Source data ::
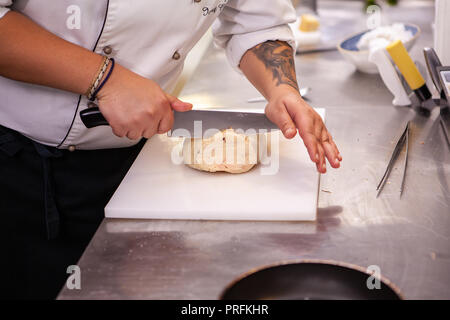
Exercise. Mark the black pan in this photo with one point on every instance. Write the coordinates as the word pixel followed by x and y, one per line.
pixel 309 280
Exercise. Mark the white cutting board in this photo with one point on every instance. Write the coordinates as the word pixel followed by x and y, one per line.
pixel 156 188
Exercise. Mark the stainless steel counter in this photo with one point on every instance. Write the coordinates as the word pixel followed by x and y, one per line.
pixel 408 238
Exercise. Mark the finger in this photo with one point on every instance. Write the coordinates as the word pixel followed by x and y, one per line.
pixel 321 166
pixel 178 105
pixel 335 147
pixel 330 151
pixel 151 130
pixel 119 131
pixel 282 119
pixel 166 122
pixel 305 127
pixel 133 135
pixel 310 142
pixel 331 154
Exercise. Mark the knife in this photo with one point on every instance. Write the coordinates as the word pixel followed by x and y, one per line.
pixel 412 75
pixel 197 123
pixel 433 62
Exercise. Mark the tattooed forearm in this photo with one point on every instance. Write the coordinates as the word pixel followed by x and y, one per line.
pixel 277 56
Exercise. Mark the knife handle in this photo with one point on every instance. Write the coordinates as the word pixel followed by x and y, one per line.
pixel 92 117
pixel 433 62
pixel 409 70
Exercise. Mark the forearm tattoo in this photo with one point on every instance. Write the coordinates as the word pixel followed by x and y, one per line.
pixel 278 57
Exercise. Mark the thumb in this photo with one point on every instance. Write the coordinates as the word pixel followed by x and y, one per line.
pixel 178 105
pixel 280 116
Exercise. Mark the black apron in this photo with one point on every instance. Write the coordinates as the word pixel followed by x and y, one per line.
pixel 51 203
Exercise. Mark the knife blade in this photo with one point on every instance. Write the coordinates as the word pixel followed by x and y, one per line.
pixel 205 123
pixel 197 123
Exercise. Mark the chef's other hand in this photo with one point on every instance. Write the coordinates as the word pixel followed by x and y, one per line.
pixel 290 112
pixel 137 107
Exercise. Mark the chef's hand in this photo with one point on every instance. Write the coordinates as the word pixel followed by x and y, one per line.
pixel 290 112
pixel 137 107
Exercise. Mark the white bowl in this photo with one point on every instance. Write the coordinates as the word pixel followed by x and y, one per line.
pixel 360 58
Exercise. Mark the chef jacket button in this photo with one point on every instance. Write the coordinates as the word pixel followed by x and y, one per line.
pixel 107 50
pixel 176 56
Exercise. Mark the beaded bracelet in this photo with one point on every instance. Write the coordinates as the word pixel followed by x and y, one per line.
pixel 98 77
pixel 94 95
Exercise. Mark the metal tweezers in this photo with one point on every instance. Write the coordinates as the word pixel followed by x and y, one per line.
pixel 404 138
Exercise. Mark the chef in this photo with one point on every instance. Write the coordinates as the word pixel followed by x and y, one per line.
pixel 56 176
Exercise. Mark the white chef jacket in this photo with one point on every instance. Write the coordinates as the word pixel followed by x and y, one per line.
pixel 149 37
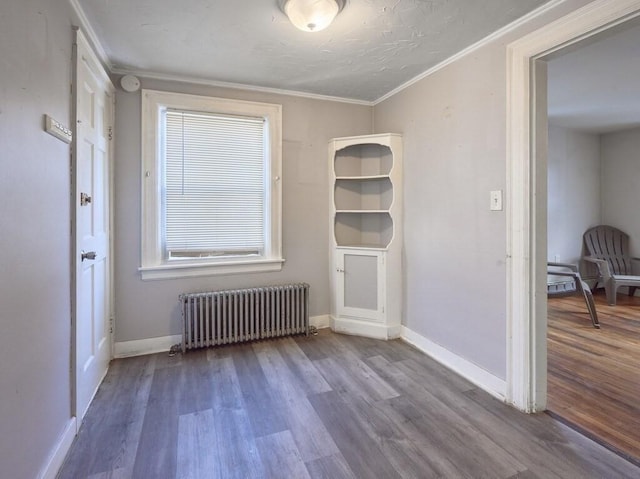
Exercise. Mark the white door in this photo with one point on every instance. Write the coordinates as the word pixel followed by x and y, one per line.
pixel 91 165
pixel 360 284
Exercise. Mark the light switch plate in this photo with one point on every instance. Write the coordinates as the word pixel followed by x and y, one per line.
pixel 496 200
pixel 57 129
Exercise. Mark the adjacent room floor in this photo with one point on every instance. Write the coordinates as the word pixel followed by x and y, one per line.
pixel 327 406
pixel 594 375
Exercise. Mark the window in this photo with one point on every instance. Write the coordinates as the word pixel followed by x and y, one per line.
pixel 211 193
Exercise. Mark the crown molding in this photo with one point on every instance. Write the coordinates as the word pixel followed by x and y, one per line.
pixel 470 49
pixel 235 86
pixel 90 33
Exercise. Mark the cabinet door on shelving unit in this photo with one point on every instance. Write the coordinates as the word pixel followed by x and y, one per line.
pixel 360 284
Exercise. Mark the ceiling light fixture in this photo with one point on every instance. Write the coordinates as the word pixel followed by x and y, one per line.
pixel 311 15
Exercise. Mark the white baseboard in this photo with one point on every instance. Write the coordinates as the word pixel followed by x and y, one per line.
pixel 140 347
pixel 59 451
pixel 358 327
pixel 482 378
pixel 320 322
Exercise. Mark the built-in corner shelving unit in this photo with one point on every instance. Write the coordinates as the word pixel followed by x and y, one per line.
pixel 366 234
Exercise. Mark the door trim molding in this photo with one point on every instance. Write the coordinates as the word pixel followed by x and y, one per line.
pixel 526 322
pixel 82 51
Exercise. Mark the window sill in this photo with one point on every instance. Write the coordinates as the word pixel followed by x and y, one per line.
pixel 191 270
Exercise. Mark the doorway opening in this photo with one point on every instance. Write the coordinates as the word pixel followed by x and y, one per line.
pixel 594 135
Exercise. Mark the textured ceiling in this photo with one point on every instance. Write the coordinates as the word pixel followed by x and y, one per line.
pixel 594 87
pixel 373 46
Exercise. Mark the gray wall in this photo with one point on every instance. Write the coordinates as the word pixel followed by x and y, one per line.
pixel 574 196
pixel 147 309
pixel 35 76
pixel 620 154
pixel 454 127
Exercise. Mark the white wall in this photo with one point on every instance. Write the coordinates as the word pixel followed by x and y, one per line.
pixel 454 127
pixel 35 77
pixel 620 154
pixel 148 309
pixel 574 196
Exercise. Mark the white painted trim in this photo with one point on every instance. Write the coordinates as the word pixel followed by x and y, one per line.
pixel 236 86
pixel 59 451
pixel 168 271
pixel 471 48
pixel 368 329
pixel 91 34
pixel 465 368
pixel 526 330
pixel 140 347
pixel 320 322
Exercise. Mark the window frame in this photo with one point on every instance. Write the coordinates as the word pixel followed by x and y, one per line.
pixel 154 265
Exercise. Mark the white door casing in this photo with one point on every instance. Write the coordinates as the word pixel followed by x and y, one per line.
pixel 91 165
pixel 526 192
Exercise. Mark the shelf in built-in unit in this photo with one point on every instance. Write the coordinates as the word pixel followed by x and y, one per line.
pixel 362 211
pixel 362 178
pixel 357 227
pixel 373 247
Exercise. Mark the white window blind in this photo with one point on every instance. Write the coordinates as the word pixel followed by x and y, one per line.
pixel 214 197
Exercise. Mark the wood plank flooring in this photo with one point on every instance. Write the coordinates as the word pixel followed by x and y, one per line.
pixel 594 375
pixel 327 406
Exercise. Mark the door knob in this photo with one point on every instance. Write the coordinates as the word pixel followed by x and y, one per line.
pixel 89 255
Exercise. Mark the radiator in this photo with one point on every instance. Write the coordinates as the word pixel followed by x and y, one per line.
pixel 233 316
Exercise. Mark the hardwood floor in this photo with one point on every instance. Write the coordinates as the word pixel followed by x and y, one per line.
pixel 329 406
pixel 594 375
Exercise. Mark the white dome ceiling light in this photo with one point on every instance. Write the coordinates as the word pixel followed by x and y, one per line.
pixel 311 15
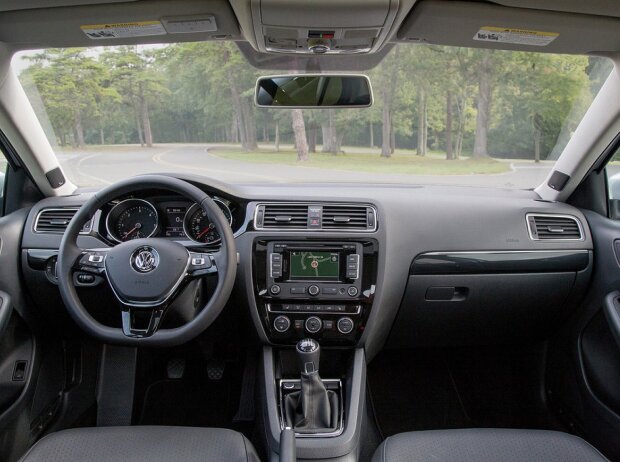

Required work :: Rewrite all the records above with "one point on every instance" changed to "a single point on each instance" wherever it occurs, leaving everything else unchanged. Omit the pictures from your version.

Answer ::
Exercise. Mark the black pan in this photo with a single point on each instance. Write the coordinates as the word pixel followed by x and y, one per line.
pixel 309 280
Exercise. Mark the white cutting board in this photo with a single point on each instance. Write the coordinates as the word pixel followed by x and y, one per line.
pixel 156 188
Exercise. Mark the stainless steel counter in this photo with a single point on each instance. Write the coordinates as the word pixel followed by x and y, one per line.
pixel 408 238
Exercise. Mark the finger in this photo with a single point on each instance. Write the coordinates as the word pixel followed by x and y, one per line.
pixel 321 166
pixel 178 105
pixel 335 147
pixel 330 151
pixel 151 130
pixel 119 131
pixel 282 119
pixel 166 122
pixel 305 127
pixel 133 135
pixel 310 142
pixel 331 154
Exercise. Mark the knife in this photo with a single point on each instance. Write the coordinates as the word pixel followed by x and y, one per line.
pixel 412 75
pixel 197 123
pixel 433 62
Exercise. Mark the tattooed forearm in this photo with a single point on each instance. Write the coordinates as the word pixel followed by x and y, one per line.
pixel 277 56
Exercise. Mark the knife handle in this photo with a single point on each instance. Write the coordinates as the word pixel followed by x and y, one per line.
pixel 92 117
pixel 433 62
pixel 409 70
Exercise. Mark the forearm tattoo in this photo with a single point on each instance. Write the coordinates as the word pixel followed by x and y, one per line.
pixel 278 57
Exercise. Mark the thumb in this photo with a single point on each instance. Write the coordinates as the word pixel followed by x and y, one per line.
pixel 178 105
pixel 280 116
Exercise. Mark the black apron in this photo with a single point on each instance. Write the coordinates as the word pixel followed by x and y, one per line.
pixel 51 203
Exercise. Mark the knife blade in this photo with a single point on each instance. Write the coordinates as the word pixel followed by x and y, one per line.
pixel 205 123
pixel 197 123
Exercise. Mark the chef's other hand in this photo with a single point on each instance. Write the coordinates as the word pixel followed by x and y, one per line.
pixel 290 112
pixel 137 107
Exercise. Mark the chef's hand in this photo with a single point on each instance. Write the coordinates as the word pixel followed by x and y, one per line.
pixel 290 112
pixel 137 107
Exercise. Mark the white bowl in this photo with a single point on each instance. Write the coordinates as the word pixel followed by x and y, one per line.
pixel 360 58
Exercise. Mark the chef jacket button in this photo with a single point on each instance. Write the coordinates as the word pixel followed by x and y, one per line.
pixel 107 50
pixel 176 56
Exercise. Mark the beaded bracelet in this photo with a single point on each instance. Write the coordinates as the word pixel followed by x and y, one per line.
pixel 98 77
pixel 94 95
Exercise. Mark the metal tweezers in this photo with a single point on each instance. Write the coordinates as the word pixel followed by x and y, one per line.
pixel 404 138
Exercise. Mark the chef in this photo with a single point on each instance. Write the coordinates as the word pixel followed by x and y, one per line.
pixel 56 176
Exercise. Mark the white chef jacket in this photo with a single point on each instance. Write the coordinates as the word pixel followed by x and y, one per line.
pixel 149 37
Exercise. Mark the white door in this photo with a single point on each instance. Write the coordinates as the word pixel followed by x and y, one per line.
pixel 91 165
pixel 360 284
Exercise. Mark the light switch plate in this photo with a single point on each instance. Write the coordinates as the word pixel followed by x and y, one per line.
pixel 496 200
pixel 57 129
Exercise. Mark the adjacent room floor in this photo with a single point on each instance. Write the coordinates as the word pixel followed by x and y, one per line.
pixel 327 406
pixel 594 375
Exercise. Mark the window in this photo with a single point on each instance. Write the coordinates as the word pixel followed by x and y, one per line.
pixel 211 193
Exercise. Mark the crown molding in this photo with a single point on each instance. Write the coordinates as the word pixel followed by x and y, one per line.
pixel 470 49
pixel 235 86
pixel 90 33
Exercise. Mark the cabinet door on shelving unit in this photo with a single point on each instance. Write the coordinates as the word pixel followed by x and y, one per line.
pixel 360 284
Exercise. Mark the ceiling light fixture in this photo with a single point on each instance. Write the coordinates as the word pixel followed by x and y, one per line.
pixel 311 15
Exercise. Mark the white baseboard in this photo with a single point on each instance. Write the coordinates as the word pixel followed by x and y, one per line.
pixel 140 347
pixel 59 451
pixel 358 327
pixel 482 378
pixel 320 322
Exercise. Mark the built-in corner shelving unit in this photo with a single point on each instance. Write the coordinates as the word pixel followed by x and y, one per line.
pixel 366 234
Exercise. Mark the door trim molding in this photo with a single point on each instance. Write the coordinates as the word pixel followed by x and y, one per line.
pixel 526 322
pixel 82 51
Exercise. Mark the window sill in this photo with a single point on each instance. Write the coordinates as the word pixel followed by x and y, one per line.
pixel 191 270
Exercise. Mark the doorway opening in this photo with a single point on each instance. Write the coordinates as the word pixel followed by x and y, one per line.
pixel 594 135
Exercise. Mark the textured ceiling in this photo with a single point on each instance. Write the coordinates as the word pixel followed by x and y, one per line.
pixel 594 87
pixel 373 46
Exercise. Mark the gray wall in this photo with a single point on each instance. Write the coordinates as the word pixel followed by x and y, one per line.
pixel 574 196
pixel 147 309
pixel 35 76
pixel 620 154
pixel 454 127
Exercise. Mark the white wall in this photo with a single point on each instance. Write the coordinates as the word pixel followed by x and y, one per line.
pixel 454 127
pixel 35 77
pixel 620 154
pixel 148 309
pixel 574 196
Exercise. Mark the white painted trim in this photo with a single point on each instance. Write the coordinates as the word pixel followed by x and y, one per line.
pixel 236 86
pixel 59 451
pixel 168 271
pixel 471 48
pixel 368 329
pixel 91 34
pixel 465 368
pixel 526 330
pixel 140 347
pixel 320 322
Exercise. Mark the window frame in this photo with a single point on each instance. Write the coordinates as the word pixel followed by x and y, one per line.
pixel 154 265
Exercise. Mark the white door casing in this photo with a single point on each instance. Write the coordinates as the word pixel followed by x and y, one per line.
pixel 91 165
pixel 526 192
Exercise. Mark the shelf in built-in unit in this photo with a single point on each instance. Write the coordinates as the word pixel followed by x and y, one per line.
pixel 362 211
pixel 362 178
pixel 357 227
pixel 373 247
Exercise. Mark the white window blind in this photo with a single point on each instance. Write the coordinates as the word pixel followed by x and y, one per line.
pixel 214 197
Exercise. Mark the wood plank flooring in this photo with a single point on each instance. Write the coordinates as the word pixel followed by x and y, one per line.
pixel 594 375
pixel 327 406
Exercise. Mark the door knob in this photo with a single point on each instance. Write the coordinates as the word pixel followed by x and y, one per line.
pixel 89 255
Exercise. Mark the radiator in this photo with a single point on each instance. Write the coordinates as the word pixel followed by x and y, one per line.
pixel 233 316
Exercise. Mark the hardwood floor in this photo with a single point on each instance. Write the coordinates as the word pixel followed by x and y, one per line.
pixel 329 406
pixel 594 375
Exercise. Mark the white dome ceiling light in this photo with a single point on each instance. Write the coordinates as the word pixel followed by x and y, one per line.
pixel 311 15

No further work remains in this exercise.